## INFORMATION SUPPLIED
★ ★ ★ ★ ★
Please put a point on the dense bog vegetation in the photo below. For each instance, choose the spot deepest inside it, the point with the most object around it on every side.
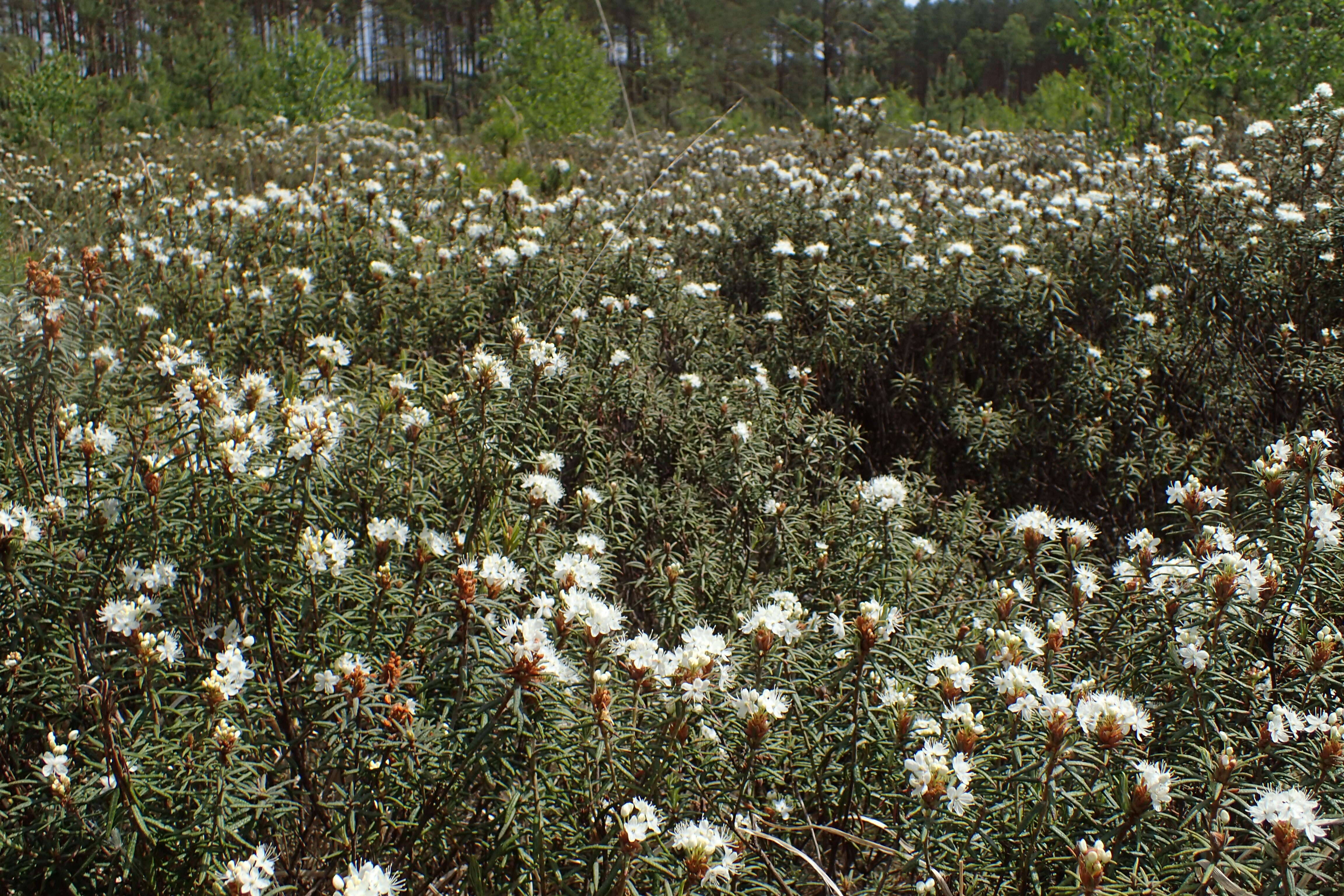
(855, 512)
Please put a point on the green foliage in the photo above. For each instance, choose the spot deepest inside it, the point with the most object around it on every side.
(552, 70)
(1062, 103)
(306, 78)
(48, 101)
(334, 510)
(1201, 57)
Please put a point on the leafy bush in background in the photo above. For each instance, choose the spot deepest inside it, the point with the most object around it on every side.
(780, 514)
(552, 72)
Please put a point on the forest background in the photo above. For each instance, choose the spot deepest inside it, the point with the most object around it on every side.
(80, 73)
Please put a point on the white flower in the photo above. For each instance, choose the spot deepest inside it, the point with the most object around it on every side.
(487, 371)
(577, 571)
(386, 533)
(1289, 214)
(885, 492)
(232, 673)
(947, 669)
(17, 522)
(326, 682)
(752, 702)
(501, 574)
(1292, 806)
(1324, 519)
(326, 551)
(331, 352)
(698, 839)
(639, 820)
(1111, 718)
(1191, 649)
(1035, 522)
(1156, 780)
(251, 876)
(1284, 724)
(543, 489)
(368, 881)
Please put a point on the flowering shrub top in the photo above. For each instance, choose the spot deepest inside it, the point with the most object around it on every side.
(379, 534)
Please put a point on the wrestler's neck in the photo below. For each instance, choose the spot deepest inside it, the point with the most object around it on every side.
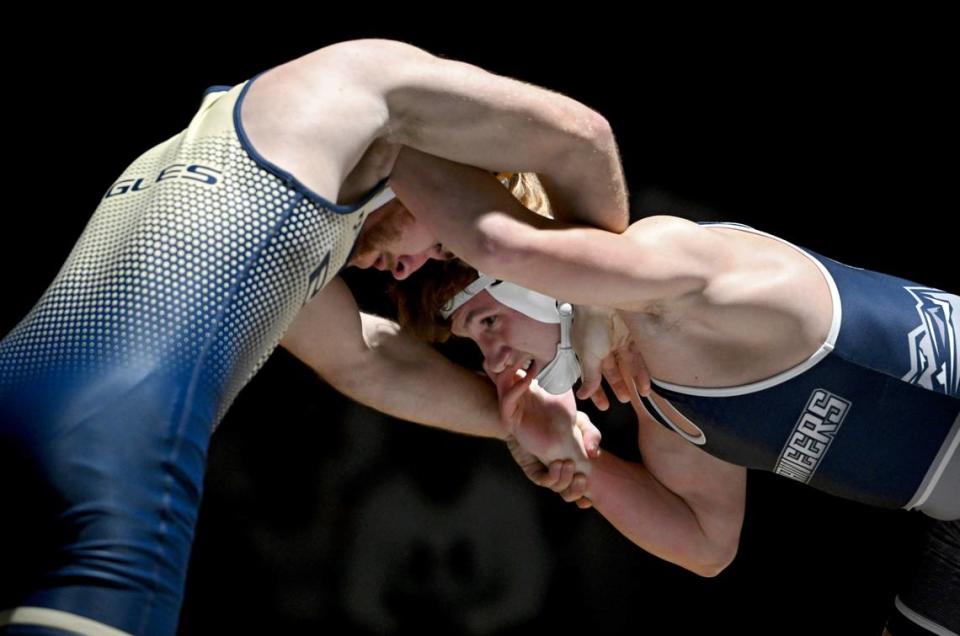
(374, 166)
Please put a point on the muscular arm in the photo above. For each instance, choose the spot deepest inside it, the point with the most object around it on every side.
(370, 360)
(322, 112)
(658, 258)
(680, 504)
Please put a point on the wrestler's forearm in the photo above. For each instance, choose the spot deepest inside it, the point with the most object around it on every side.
(409, 380)
(652, 516)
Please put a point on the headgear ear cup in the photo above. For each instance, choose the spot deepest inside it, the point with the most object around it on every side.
(564, 370)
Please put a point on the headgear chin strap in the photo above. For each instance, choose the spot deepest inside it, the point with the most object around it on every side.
(563, 371)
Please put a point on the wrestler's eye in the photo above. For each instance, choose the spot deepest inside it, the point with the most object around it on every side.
(440, 253)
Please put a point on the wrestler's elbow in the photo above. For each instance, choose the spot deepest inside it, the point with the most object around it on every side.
(500, 244)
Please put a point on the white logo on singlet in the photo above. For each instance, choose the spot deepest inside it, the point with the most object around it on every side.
(934, 356)
(811, 437)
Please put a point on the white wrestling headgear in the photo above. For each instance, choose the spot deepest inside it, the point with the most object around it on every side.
(564, 370)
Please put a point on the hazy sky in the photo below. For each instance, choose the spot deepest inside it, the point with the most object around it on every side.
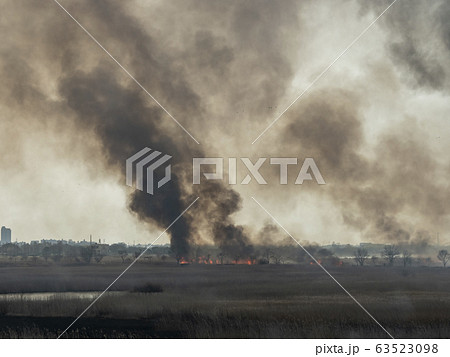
(376, 124)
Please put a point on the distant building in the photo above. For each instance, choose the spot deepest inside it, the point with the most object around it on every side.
(6, 235)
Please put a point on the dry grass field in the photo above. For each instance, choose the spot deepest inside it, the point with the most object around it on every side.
(225, 301)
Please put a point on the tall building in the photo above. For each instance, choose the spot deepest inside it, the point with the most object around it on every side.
(6, 235)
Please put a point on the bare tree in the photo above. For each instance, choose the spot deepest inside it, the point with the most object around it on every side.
(361, 256)
(444, 257)
(406, 258)
(390, 253)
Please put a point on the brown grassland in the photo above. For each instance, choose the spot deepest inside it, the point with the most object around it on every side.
(226, 301)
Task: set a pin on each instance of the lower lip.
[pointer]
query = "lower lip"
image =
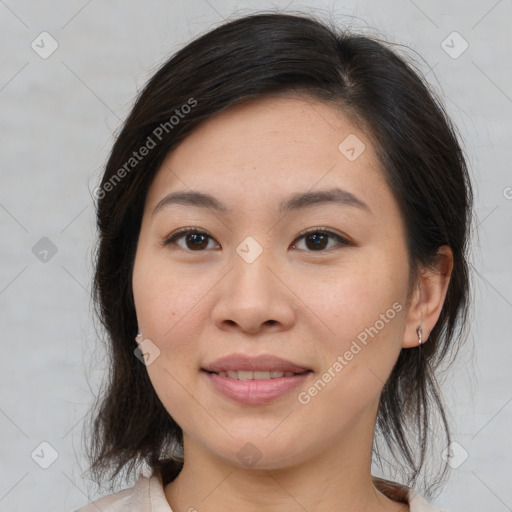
★ ★ ★ ★ ★
## GOAL OF THE EXERCISE
Verbatim copy with pictures excluded: write out the records above in full.

## ANSWER SECTION
Please put a point on the dense bog vegetation in the photo below. For each instance, choose the spot deepest inside it, the point with the most object around it on every side.
(855, 512)
Please put a point on the green foliage in the photo above. For each instance, choose the spot deepest inside it, the point with the most object around it on every side.
(552, 70)
(1062, 103)
(306, 78)
(48, 101)
(334, 510)
(1201, 57)
Please put a point on the leafy bush in background in the photo above. For each instance, choose the spot deepest inside it, the point with the most object around it on every side.
(780, 514)
(552, 72)
Please put a point on the forest background in the photo above. For each instance, choose the spot deepest inside it, the point with the most object around it on every side.
(80, 73)
Please put a point on the white flower in the photo above. For each instance, choose the spot deepest inside it, the point with the most object around it on every side.
(487, 371)
(577, 571)
(386, 533)
(1289, 214)
(885, 492)
(232, 673)
(947, 669)
(17, 522)
(326, 682)
(752, 702)
(501, 574)
(1292, 806)
(1324, 519)
(326, 551)
(331, 352)
(698, 839)
(639, 820)
(1111, 718)
(1191, 649)
(1035, 522)
(1156, 780)
(251, 876)
(1284, 724)
(543, 489)
(368, 881)
Please put a point on the flowering shrub top in the photo above. For each instance, choose the spot deepest inside it, the point with the most object around it on every side.
(379, 534)
Please put a point on the wrestler's neck in the photo below. For each instance, choose the spot deepest inside it, the point with the most object around it on every side.
(374, 166)
Please put a point on the muscular arm in the photo above. For each instance, choose the spot deepest inside it, the point with the most object around it on every side.
(370, 360)
(322, 112)
(658, 258)
(680, 504)
Please put a point on the wrestler's forearm in the photo above. For each instance, choose the spot deepest inside it, the point with the most object around it on every side.
(409, 380)
(652, 516)
Please put a point on the headgear ear cup in the photo above. For each instance, choose the spot deepest inside it, the point with the most object around it on every side.
(564, 370)
Please put a point on the headgear chin strap in the photo above. For each instance, choose the spot deepest inside it, the point with the most object around it on every side.
(563, 371)
Please put a point on the wrestler's eye in the photo above. For each instance, choose the spot deepest inside it, the point with the most object around it on every side.
(440, 253)
Please put a point on the wrestler's elbow in the photo above. For each instance, choose the spot deepest inside it, the point with the most object around it on every side.
(500, 244)
Please put a point on the white logo on singlet in the photo above. For each instance, choose the spot deepest inside it, the point with the most object around it on every side.
(934, 356)
(811, 437)
Please put a point on the white wrestling headgear in the photo above. For each instance, choose the spot deepest inside it, the point with the most object around it on every side.
(564, 370)
Please put a point on the hazy sky in the photo below. For each instance, choose the spot deepest inside it, the point with the most object around it on every side.
(376, 124)
Please put a point on the distant building in the photo above. For each instance, choose the spot deepest inside it, the point with the most object around it on every side.
(6, 235)
Please put a point on the dry grass field in the photo above. For each instance, choose the spot deepest inside it, the point with the most object around it on every side.
(225, 301)
Please put a point on the tall building in the photo above. For each instance, choose the spot deepest inside it, the point with the most object around it on every side.
(6, 235)
Please put a point on the bare tree in the photo above. For each instance, choose the spot deepest inside it, the point with the most object around it on every side.
(361, 256)
(444, 257)
(406, 258)
(390, 253)
Please put a point on the brown grassland in the photo above. For each instance, choose the spot deepest inside it, the point with the most object around it on every side.
(226, 301)
Task: set a pin on each instance of the lower lip.
[pointer]
query = "lower lip"
image =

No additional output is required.